Return the following lines unchanged, character for character.

====== Dataset entries

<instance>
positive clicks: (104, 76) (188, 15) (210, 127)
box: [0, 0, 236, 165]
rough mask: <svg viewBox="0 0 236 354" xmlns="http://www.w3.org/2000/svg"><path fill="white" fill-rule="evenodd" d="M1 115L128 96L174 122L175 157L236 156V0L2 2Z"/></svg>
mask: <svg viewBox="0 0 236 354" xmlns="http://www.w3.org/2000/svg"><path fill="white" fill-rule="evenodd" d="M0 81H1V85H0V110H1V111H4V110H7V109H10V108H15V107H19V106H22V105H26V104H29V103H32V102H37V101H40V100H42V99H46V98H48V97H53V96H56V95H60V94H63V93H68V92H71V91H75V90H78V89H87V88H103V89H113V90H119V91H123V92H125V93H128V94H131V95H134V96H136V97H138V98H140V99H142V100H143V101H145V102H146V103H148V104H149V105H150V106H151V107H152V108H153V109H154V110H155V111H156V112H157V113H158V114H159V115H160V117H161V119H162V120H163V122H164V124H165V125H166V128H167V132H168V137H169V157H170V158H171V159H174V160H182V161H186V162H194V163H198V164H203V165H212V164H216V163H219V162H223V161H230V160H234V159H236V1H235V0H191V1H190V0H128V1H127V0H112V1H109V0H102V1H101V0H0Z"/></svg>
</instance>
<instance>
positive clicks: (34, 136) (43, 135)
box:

============

* Response to the exercise:
<instance>
positive clicks: (104, 76) (188, 15) (210, 127)
box: [0, 0, 236, 165]
rough mask: <svg viewBox="0 0 236 354" xmlns="http://www.w3.org/2000/svg"><path fill="white" fill-rule="evenodd" d="M1 115L128 96L174 122L175 157L236 156V0L2 2Z"/></svg>
mask: <svg viewBox="0 0 236 354" xmlns="http://www.w3.org/2000/svg"><path fill="white" fill-rule="evenodd" d="M0 81H1V85H0V110H1V111H4V110H7V109H10V108H15V107H19V106H22V105H26V104H29V103H32V102H37V101H40V100H42V99H46V98H48V97H53V96H56V95H60V94H63V93H68V92H71V91H75V90H78V89H87V88H103V89H113V90H119V91H123V92H125V93H128V94H131V95H134V96H136V97H138V98H140V99H142V100H143V101H145V102H146V103H148V104H149V105H150V106H151V107H152V108H153V109H154V110H155V111H156V112H157V113H158V114H159V115H160V117H161V119H162V120H163V122H164V124H165V125H166V128H167V132H168V137H169V157H170V158H171V159H174V160H182V161H186V162H194V163H198V164H203V165H212V164H216V163H219V162H223V161H230V160H234V159H236V1H235V0H191V1H190V0H128V1H127V0H112V1H109V0H102V1H101V0H0Z"/></svg>
</instance>
<instance>
positive clicks: (34, 136) (43, 135)
box:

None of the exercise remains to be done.